_ASSIGNMENT_
Go through the records below and restate each one word for word.

Saved entries
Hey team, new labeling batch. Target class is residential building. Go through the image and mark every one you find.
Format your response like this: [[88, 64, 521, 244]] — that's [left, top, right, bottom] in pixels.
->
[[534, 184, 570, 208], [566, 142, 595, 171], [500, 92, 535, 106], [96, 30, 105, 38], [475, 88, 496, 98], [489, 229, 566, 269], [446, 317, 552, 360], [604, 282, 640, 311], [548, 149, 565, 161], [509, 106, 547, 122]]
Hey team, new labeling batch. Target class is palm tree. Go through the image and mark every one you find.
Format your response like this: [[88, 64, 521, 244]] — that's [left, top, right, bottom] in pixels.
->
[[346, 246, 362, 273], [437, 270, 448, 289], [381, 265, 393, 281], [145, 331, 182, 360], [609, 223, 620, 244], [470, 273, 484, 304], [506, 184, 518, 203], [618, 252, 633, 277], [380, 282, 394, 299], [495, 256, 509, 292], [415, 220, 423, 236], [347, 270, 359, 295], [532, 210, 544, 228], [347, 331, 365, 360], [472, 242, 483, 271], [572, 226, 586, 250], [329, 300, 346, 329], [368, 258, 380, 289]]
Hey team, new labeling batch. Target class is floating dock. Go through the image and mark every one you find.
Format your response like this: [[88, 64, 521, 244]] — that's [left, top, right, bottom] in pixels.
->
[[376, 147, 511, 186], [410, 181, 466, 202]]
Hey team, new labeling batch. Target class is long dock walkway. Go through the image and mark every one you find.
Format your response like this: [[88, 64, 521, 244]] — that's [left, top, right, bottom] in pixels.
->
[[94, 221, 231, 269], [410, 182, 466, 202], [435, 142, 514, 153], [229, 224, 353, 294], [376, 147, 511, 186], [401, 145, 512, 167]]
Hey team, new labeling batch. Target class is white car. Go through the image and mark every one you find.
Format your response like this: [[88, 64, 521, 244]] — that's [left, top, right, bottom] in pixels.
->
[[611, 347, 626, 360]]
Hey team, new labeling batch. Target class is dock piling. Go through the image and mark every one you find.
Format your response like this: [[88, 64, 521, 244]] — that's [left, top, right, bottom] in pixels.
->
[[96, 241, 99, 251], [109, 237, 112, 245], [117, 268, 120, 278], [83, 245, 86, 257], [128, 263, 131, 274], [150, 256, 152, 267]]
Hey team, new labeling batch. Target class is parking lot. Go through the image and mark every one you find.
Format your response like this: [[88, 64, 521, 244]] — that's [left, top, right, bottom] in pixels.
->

_PROBLEM SOLUTION_
Hey team, new labeling batch. Target class is residential building. Go through the image and mark every one you find.
Format your response like this: [[88, 64, 521, 244]] — that's [left, top, right, bottom] in pixels.
->
[[534, 184, 570, 208], [566, 142, 595, 171], [500, 92, 535, 106], [96, 30, 105, 38], [475, 88, 496, 98], [489, 229, 566, 269], [446, 317, 552, 360], [604, 282, 640, 311], [548, 149, 565, 161], [509, 106, 547, 122]]
Hey team, new labeling batch. Target class is palm tree. Go through the image and mark every one you find.
Format your response like this: [[88, 64, 521, 244]] — that's [left, top, right, bottom] in pixels.
->
[[346, 246, 362, 273], [437, 270, 448, 289], [381, 265, 393, 281], [145, 331, 182, 360], [609, 223, 620, 244], [470, 273, 484, 304], [506, 184, 518, 203], [618, 252, 633, 277], [380, 282, 394, 299], [495, 256, 509, 292], [415, 220, 423, 236], [347, 270, 359, 295], [532, 210, 544, 228], [347, 331, 365, 360], [472, 242, 483, 271], [572, 226, 586, 250], [329, 300, 346, 329], [368, 258, 380, 289]]
Hey team, new labeling batch. Target class is floating dock. Go through the image and mark every one you find.
Format your response like this: [[88, 64, 521, 244]] — that's [left, top, right, bottom] in pixels.
->
[[376, 147, 511, 186], [410, 181, 466, 202]]
Hey team, new labeling batch. Target class is long dock walkway. Go through the image and mark every one you find.
Format your response like this: [[88, 64, 521, 244]] — that's [left, top, right, bottom] in pixels.
->
[[94, 221, 231, 269], [410, 182, 466, 202], [435, 142, 514, 153], [229, 224, 353, 294], [376, 147, 511, 186], [401, 145, 512, 167]]
Hey team, new labeling batch. Target class is white car. Go through the image and mark every one you find.
Format your response like this: [[88, 64, 521, 244]] — that's [left, top, right, bottom] in pixels.
->
[[611, 347, 626, 360]]
Hey team, new labeling batch. Target class is dock piling. Go through the image and mark every one you find.
Format your response like this: [[88, 64, 521, 244]] — that's [left, top, right, bottom] in pixels.
->
[[96, 241, 99, 251], [109, 237, 112, 245], [117, 268, 120, 278], [83, 245, 86, 257], [128, 263, 131, 274], [150, 256, 152, 267]]
Hey team, new labeling batch. Target class is parking lot. Go through the image and mark every one you find.
Format your response like this: [[88, 64, 521, 244]] — that's [left, top, right, bottom] in pixels.
->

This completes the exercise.